- _ÉNONCÉ A_
D'après l'extrait sur Starlink, combien de satellites Starlink a-t-il déjà placés en orbite ?

- _TEXTE SOURCE_
Cela supprime le temps de latence. Mais cela signifie aussi que le satellite peut couvrir le tiers de surface terrestre. Le satellite passe au-dessus de nos têtes à grande vitesse et disparaît à l’horizon. Pour maintenir le contact, il faut qu’un autre satellite prenne le relais et ensuite un autre, et ce, sans arrêt.
Le projet Starlink d’Elon Musk
Voilà pourquoi Elon Musk compte lancer 12 000 satellites pour faire fonctionner le réseau Starlink en continu.
12 000 satellites : cela semble beaucoup?
Et bien ça l’est encore plus qu’on peut le penser. Il y a aujourd’hui, 2 600 satellites en orbite autour de la terre. Cela comprend toutes les formes de satellites : satellites de communications, satellites scientifiques et satellites militaires.
Or, Starlink annonce 12 000 satellites. Il s’agit bien sûr de tous petits satellites qui ont la taille d’une boîte de chaussures. En comparaison, les satellites de communications géostationnaires sont des mastodontes. Mais pour communiquer sur quelques centaines de kilomètres, ça suffit.
Aujourd’hui, Starlink a déjà placé 600 satellites en orbite. Le service est déjà testé dans la partie nord des États-Unis et dans le sud du Canada.
On estime que la phase commerciale commencera à la fin de l’année.
Autant dire que c’est une révolution qui se prépare. On estime que 40% de la population mondiale n’a pas accès à Internet. Du jour au lendemain, il n’y aura plus de zones d’ombre sur terre.
Mais Elon Musk n’a pas lancé le système Starlink pour que vous ayez le plaisir d’avoir accès à Internet depuis votre chalet de montagne durant les fins de semaine. Il ne l’a même pas fait pour les Africains ou les Indiens qui n’ont pas accès à Internet ou au téléphone.
Non, ce qui est en jeu est l’Internet des objets. J’ai mentionné au début la voiture autonome. Mais demain, tous les objets seront intelligents, pas seulement la voiture. Il faudra relier des milliards d’objets, mobiles ou pas.
Le satellite est fait pour répondre à cette demande massive.
Les concurrents de Starlink
Voilà pourquoi Elon Musk a lancé Starlink. Mais il n’est pas seul dans l’espace. D’autres joueurs sont également en train de déployer leurs réseaux de satellites :
- Le concurrent le plus direct est le projet Kuiper de Jeff Bezos, le grand patron d’Amazon – l’homme le plus riche du monde. Annoncé ce printemps, le projet consiste à lancer une constellation de plus de 3 2000 satellites.
- Un autre concurrent est OneWeb qui a déjà lancé 74 satellites et compte en lancer 650. Le projet avait déclaré faillite en mars, mais il a immédiatement été relancé par la compagnie de télécommunications indienne Bharti, avec l’aide du gouvernement britannique.
- Enfin, nous retrouvons un acteur bien connu au Canada : Telesat. On se souvient que Télésat Canada était une société d’État lancée par le gouvernement canadien en 1969. Depuis lors, la compagnie a été privatisée et elle appartient maintenant à la compagnie américaine Loral Space and Communications, mais son siège social est toujours à Ottawa.

- _ÉNONCÉ B_
Recopiez sans rien changer les lignes des enregistrements : commencez à leur toute première ligne et arrêtez-vous après la ligne qui contient « [[96, 41], [78, 61], [107, 70], [107, 49]] », celle-ci comprise.

- _DONNÉES EXTRAITES_
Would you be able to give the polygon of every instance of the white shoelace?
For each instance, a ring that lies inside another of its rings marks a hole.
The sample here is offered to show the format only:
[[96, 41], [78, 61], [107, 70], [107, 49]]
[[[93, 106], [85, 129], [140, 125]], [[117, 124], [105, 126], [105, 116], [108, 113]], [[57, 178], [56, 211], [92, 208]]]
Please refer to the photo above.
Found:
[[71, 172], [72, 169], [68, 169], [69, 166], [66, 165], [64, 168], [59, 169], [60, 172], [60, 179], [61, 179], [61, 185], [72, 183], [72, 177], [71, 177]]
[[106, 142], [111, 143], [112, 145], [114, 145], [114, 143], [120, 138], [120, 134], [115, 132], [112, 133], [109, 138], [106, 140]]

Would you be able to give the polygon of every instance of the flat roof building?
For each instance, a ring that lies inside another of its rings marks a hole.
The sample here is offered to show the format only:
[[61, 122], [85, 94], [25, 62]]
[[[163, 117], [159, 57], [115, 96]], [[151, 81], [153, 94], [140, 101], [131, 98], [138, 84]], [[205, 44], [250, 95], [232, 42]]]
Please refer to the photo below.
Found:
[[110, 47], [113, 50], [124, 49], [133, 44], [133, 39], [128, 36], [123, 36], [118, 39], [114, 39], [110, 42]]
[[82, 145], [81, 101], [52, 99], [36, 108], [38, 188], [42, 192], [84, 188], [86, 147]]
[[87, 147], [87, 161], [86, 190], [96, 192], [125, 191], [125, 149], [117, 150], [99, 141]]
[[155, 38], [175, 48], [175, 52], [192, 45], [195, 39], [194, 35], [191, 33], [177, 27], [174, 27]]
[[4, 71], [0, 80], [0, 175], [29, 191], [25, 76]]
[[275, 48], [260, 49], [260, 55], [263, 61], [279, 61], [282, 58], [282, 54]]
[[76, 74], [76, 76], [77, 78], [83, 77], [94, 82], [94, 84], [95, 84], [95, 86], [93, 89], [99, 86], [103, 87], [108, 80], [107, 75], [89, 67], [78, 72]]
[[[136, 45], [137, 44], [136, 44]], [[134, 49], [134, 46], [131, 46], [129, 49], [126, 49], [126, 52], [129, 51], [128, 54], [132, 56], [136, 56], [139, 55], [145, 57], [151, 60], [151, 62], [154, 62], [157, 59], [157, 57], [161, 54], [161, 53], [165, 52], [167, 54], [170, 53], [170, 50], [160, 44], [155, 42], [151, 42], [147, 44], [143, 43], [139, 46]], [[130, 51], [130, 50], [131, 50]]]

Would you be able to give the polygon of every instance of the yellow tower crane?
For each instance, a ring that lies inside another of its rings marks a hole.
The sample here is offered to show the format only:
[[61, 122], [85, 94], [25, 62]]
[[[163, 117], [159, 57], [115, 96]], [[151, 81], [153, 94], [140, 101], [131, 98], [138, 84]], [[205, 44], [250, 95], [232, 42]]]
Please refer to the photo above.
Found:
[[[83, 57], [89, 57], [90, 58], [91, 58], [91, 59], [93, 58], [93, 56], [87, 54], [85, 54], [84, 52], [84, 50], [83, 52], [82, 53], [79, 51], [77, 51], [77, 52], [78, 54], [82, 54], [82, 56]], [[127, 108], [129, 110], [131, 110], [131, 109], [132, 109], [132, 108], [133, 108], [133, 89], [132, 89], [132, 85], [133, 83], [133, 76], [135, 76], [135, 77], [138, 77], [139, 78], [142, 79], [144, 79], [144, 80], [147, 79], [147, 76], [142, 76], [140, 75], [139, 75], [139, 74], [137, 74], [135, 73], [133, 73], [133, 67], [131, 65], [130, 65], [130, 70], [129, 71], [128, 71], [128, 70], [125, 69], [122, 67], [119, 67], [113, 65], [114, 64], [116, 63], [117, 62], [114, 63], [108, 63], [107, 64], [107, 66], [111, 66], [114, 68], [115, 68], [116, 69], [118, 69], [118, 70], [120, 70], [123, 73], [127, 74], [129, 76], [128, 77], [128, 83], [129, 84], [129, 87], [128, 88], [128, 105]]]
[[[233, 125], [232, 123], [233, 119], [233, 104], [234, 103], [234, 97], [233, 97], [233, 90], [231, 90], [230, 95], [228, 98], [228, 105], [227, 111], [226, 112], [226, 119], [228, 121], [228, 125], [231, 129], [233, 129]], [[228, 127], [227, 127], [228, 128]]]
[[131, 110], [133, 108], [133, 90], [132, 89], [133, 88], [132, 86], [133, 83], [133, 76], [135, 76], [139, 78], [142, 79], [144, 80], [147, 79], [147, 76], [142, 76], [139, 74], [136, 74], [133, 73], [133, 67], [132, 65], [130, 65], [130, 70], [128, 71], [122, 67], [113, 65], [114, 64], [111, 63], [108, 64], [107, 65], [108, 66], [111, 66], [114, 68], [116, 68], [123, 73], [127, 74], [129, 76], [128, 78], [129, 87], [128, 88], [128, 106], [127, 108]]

- _CORRIGÉ A_
Starlink a déjà placé 600 satellites en orbite.

- _CORRIGÉ B_
Would you be able to give the polygon of every instance of the white shoelace?
For each instance, a ring that lies inside another of its rings marks a hole.
The sample here is offered to show the format only:
[[96, 41], [78, 61], [107, 70], [107, 49]]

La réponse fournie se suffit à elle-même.